INSTRUCTIONS FOR THE TASK:
Leave out the images and repeat the listing below without a single change.

--- START RECORDS FOR THIS EXERCISE ---

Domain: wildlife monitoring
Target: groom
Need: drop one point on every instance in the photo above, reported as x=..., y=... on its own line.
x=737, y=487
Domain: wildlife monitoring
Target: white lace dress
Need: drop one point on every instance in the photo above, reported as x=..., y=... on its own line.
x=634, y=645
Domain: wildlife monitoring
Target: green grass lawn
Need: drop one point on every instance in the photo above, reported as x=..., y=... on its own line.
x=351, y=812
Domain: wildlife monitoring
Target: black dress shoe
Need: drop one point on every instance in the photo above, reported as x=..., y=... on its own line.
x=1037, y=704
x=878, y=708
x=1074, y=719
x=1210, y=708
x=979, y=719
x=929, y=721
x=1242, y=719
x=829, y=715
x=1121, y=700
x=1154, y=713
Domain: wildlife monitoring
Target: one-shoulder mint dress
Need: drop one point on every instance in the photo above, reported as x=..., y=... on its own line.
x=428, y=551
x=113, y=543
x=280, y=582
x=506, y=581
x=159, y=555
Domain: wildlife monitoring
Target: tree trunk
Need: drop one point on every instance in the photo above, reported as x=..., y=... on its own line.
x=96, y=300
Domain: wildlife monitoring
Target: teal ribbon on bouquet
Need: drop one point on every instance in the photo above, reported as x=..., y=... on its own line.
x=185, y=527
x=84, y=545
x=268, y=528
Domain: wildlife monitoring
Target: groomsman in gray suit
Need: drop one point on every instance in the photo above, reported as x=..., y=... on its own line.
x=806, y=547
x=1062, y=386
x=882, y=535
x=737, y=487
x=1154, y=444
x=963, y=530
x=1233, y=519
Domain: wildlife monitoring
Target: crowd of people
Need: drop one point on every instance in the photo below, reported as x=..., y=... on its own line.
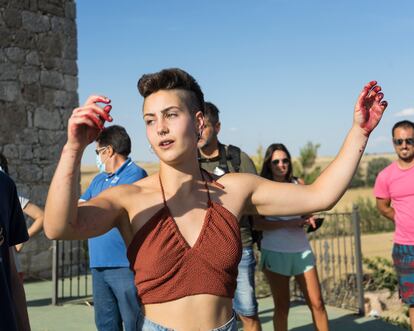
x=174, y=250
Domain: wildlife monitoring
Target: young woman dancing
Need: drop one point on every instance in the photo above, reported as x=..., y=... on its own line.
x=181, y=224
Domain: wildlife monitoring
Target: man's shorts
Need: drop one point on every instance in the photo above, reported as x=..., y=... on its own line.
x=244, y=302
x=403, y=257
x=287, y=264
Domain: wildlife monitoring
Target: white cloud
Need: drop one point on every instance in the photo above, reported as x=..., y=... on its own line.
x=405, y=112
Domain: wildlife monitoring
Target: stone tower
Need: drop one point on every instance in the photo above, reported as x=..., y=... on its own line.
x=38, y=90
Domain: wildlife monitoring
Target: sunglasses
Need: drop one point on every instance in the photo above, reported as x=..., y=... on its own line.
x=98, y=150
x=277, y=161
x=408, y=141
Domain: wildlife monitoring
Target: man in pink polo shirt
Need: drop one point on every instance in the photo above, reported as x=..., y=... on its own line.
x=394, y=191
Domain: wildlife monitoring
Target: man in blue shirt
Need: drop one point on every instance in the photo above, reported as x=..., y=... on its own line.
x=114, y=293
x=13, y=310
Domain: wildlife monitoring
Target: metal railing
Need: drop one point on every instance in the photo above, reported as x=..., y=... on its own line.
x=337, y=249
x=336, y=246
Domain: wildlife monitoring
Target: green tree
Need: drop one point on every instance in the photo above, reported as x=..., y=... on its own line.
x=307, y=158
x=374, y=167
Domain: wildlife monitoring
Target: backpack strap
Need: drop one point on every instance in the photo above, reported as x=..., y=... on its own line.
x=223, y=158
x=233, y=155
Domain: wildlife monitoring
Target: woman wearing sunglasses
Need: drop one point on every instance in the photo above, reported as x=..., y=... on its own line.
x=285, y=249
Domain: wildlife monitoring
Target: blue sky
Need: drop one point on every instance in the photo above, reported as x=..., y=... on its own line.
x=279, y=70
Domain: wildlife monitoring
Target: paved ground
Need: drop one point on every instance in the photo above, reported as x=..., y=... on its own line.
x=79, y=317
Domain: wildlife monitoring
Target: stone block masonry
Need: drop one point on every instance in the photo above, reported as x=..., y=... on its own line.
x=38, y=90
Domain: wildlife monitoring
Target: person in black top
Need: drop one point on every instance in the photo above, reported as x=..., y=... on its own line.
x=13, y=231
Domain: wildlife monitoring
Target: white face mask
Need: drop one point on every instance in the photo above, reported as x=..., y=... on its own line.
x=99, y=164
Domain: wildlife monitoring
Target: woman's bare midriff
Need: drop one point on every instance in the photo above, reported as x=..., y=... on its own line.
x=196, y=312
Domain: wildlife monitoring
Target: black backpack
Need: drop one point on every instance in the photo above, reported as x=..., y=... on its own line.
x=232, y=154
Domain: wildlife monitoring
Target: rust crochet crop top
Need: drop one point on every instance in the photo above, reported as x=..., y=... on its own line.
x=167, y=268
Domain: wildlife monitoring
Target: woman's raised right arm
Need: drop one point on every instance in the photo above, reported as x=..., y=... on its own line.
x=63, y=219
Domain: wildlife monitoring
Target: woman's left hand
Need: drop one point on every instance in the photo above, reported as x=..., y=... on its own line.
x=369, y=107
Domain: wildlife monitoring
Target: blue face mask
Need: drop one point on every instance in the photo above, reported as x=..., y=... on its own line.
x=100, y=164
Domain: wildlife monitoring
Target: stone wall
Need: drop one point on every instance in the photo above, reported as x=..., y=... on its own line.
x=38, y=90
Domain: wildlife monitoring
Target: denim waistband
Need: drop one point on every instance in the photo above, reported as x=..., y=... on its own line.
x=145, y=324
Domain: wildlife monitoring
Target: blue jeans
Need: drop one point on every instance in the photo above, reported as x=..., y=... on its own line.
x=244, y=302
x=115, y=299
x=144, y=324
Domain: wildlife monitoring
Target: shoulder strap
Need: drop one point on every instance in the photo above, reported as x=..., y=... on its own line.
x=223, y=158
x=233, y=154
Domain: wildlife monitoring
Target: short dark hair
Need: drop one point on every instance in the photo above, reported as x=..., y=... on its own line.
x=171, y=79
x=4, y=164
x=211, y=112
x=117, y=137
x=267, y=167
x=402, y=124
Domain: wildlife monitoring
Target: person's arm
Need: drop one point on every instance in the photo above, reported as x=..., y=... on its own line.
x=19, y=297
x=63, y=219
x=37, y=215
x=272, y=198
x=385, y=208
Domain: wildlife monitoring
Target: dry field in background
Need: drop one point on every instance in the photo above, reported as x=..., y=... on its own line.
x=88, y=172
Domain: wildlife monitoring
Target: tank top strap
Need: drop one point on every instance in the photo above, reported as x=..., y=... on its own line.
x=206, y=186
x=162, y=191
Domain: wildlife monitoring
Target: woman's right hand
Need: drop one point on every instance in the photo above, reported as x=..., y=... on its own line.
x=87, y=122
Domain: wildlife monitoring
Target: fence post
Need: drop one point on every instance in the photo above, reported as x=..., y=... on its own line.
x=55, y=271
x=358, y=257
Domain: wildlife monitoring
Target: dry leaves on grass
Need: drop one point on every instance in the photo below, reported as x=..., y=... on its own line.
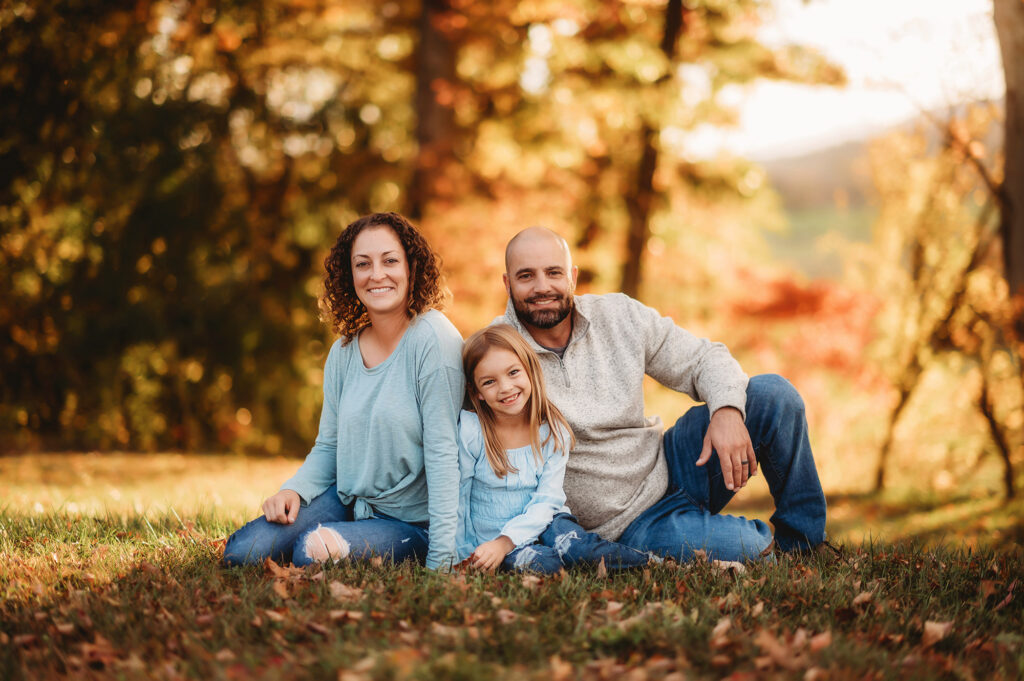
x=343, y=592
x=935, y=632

--- END RECORDS FOR THIS EXERCISE ---

TASK RESULT:
Domain: wildlife monitoring
Target: groom
Need: drop one point on every instance in the photo above, reported as x=..., y=... on its own line.
x=737, y=487
Domain: wildlife monitoring
Target: white lace dress
Need: drop one point on every instance in the photo above, reported as x=..., y=... on its own line.
x=634, y=645
Domain: wildlife monitoring
Target: green grass lawn
Need: drop one point on every instance in the photo above, reported as x=..., y=... on its own line.
x=351, y=812
Domain: wildlife monitoring
Target: black dress shoe
Need: drop one point on every instance in the photo above, reported as x=..., y=... on its own line.
x=1037, y=704
x=878, y=708
x=1074, y=719
x=1210, y=708
x=979, y=719
x=929, y=721
x=1242, y=719
x=829, y=715
x=1121, y=700
x=1154, y=713
Domain: wildlife monitoring
Target: one-shoulder mint dress
Need: drop one point on every instance in the photo above, reported as x=..., y=... on its own line.
x=428, y=551
x=113, y=543
x=280, y=582
x=506, y=581
x=159, y=555
Domain: wildlife monitoring
Target: tree trunk
Need: drop one point on every instance in the photo above, reported as x=..., y=... on its own line.
x=96, y=300
Domain: wildlife monitoring
Target: teal ribbon on bouquet
Need: drop one point on every instance in the photo above, reported as x=..., y=... on its own line.
x=185, y=527
x=84, y=545
x=268, y=528
Domain: wildlife monitoring
Target: groomsman in gray suit
Need: drop one point on every instance in the photo above, reported as x=..., y=... on its own line.
x=806, y=547
x=1062, y=386
x=882, y=535
x=737, y=487
x=1154, y=444
x=963, y=530
x=1233, y=519
Domain: wildlife monitoring
Target: crowd of people
Need: drop one point on every instance in the photo below, reported as x=..., y=... on its own line.
x=174, y=250
Domain: wildlife monitoring
Target: young woman dancing
Need: drop one point on every instance in the photo above, reported as x=..., y=... on its own line.
x=181, y=224
Domain: wildlife monitoring
Target: man's shorts
Need: drop one point on every instance in the photo above, reported as x=..., y=... on its own line.
x=244, y=302
x=403, y=257
x=287, y=264
Domain: wildlife monitoring
Target: white cloud
Need: drop one point on every instance in the photo above, reported as x=..., y=... on its own line.
x=405, y=112
Domain: wildlife monitoring
Target: stone tower
Need: drop one point on every instance in the photo above, reported as x=..., y=... on its own line.
x=38, y=90
Domain: wildlife monitoring
Target: sunglasses
Need: drop one point on every instance in the photo above, reported as x=..., y=... on its own line.
x=98, y=150
x=277, y=161
x=408, y=141
Domain: wildlife monitoring
Target: man in pink polo shirt
Need: drop one point on every instance in the photo above, reported as x=..., y=... on its own line.
x=394, y=191
Domain: wildlife monitoring
Target: man in blue shirt
Need: drop one point on every instance in the photo above, reported as x=..., y=... on its own line.
x=114, y=293
x=13, y=310
Domain: wildlife monitoring
Target: metal railing
Need: drop one point on every instance in the photo above, reported as x=..., y=... on its own line.
x=337, y=249
x=336, y=246
Domain: wildlife monitoring
Target: green tree
Need: drop one point on every instance in the photo above, reported as x=..., y=... on its own line.
x=307, y=158
x=374, y=167
Domain: wildlife monitoring
Target: backpack strap
Need: drop one point on every instance in the photo above, reported as x=..., y=... on its own line.
x=223, y=158
x=233, y=155
Domain: wildlife monitoring
Target: woman wearing sunglasses
Need: drop one point on every instance in the photo above, reported as x=..., y=... on its own line.
x=285, y=249
Domain: wildlife monitoring
Target: blue sky
Need: drop one point on every instance in the photo above, reported as x=..., y=... on its own line.
x=279, y=70
Domain: wildlife monitoring
Target: paved ground
Need: drop one point on every instance in the photo above, reported as x=..., y=... on its own line.
x=79, y=317
Domain: wildlife monitoring
Target: stone block masonry
Need: drop one point on every instance in the photo above, reported as x=..., y=... on its own line.
x=38, y=90
Domain: wildlife monitoring
Target: person in black top
Need: drop one point on every instance in the photo above, reported as x=..., y=... on its own line.
x=13, y=231
Domain: wildlife monitoring
Target: white face mask
Need: drop one point on every instance in the photo above, reported as x=..., y=... on its own line.
x=99, y=164
Domain: wildlife monitoring
Target: woman's bare midriff
Need: drop one point on every instance in the photo above, reported as x=..., y=... on its own line.
x=196, y=312
Domain: wildlife monitoring
Target: black backpack
Need: drop one point on every instance in the photo above, reported as x=..., y=... on its own line.
x=232, y=154
Domain: wildlife monitoring
Target: rust crochet crop top
Need: drop one point on every instance in the photo above, reported as x=..., y=... on its own line.
x=167, y=268
Domain: wildlife monitoring
Target: woman's raised right arm
Need: drop one point on every instance in the photo above, reported as x=..., y=... on its own line.
x=63, y=219
Domain: wildlife monitoring
Target: woman's left hand
Need: drop one point on every instance in the photo above, reported as x=..., y=... on its own line.
x=369, y=107
Domain: wildlife monitoring
Target: blue face mask
Need: drop one point on every instance in the photo above, reported as x=..., y=... on its own line.
x=100, y=164
Domain: wildlife monitoring
Target: stone wall
Need: drop one point on every instance in the photo above, reported as x=..., y=... on its own line.
x=38, y=90
Domain: wildlife monitoring
Target: denim waistband
Need: drop one point on every instance in the photo above, reported as x=..., y=... on its own line.
x=145, y=324
Domain: wildlife monitoring
Target: blue jeans
Need: drop one point on every instance in the photo above, reported as x=..., y=... on its own line.
x=244, y=302
x=115, y=299
x=144, y=324
Domain: wildlife monitoring
Target: shoulder strap
Need: drop one point on every instance in the photo above, reported as x=..., y=... on its own line.
x=223, y=158
x=233, y=154
Domain: wildlife monitoring
Target: short dark hair
Need: drop one point on every instance in the photo above, reported as x=..., y=... on its own line.
x=171, y=79
x=4, y=164
x=211, y=112
x=117, y=137
x=267, y=167
x=402, y=124
Domain: wildlife monitoring
Target: person's arm
Need: drop one point on every instance in the photo above, reported as x=..., y=... on its own line.
x=19, y=297
x=63, y=219
x=37, y=215
x=272, y=198
x=385, y=208
Domain: wildlife monitoring
Target: dry field in background
Need: drop one point on every instance in the photo above, reported as x=..., y=... on its own line.
x=88, y=172
Domain: wildlife monitoring
Target: tank top strap
Need: drop one point on every instance in the photo above, reported as x=..., y=... on its own line.
x=206, y=186
x=162, y=191
Domain: wildlife monitoring
Target: woman's right hand
Need: drop one point on every instance in the photo above, reported as x=..., y=... on its own line.
x=87, y=122
Domain: wildlife monitoring
Target: fence post
Need: drop one point on every instance in the photo above, reported as x=..., y=... on its own line.
x=55, y=271
x=358, y=257
Domain: wildlife monitoring
Target: dry leaves on grass
Need: drop one point on every instance in the photo below, reported as x=..., y=... on its own line.
x=343, y=592
x=935, y=632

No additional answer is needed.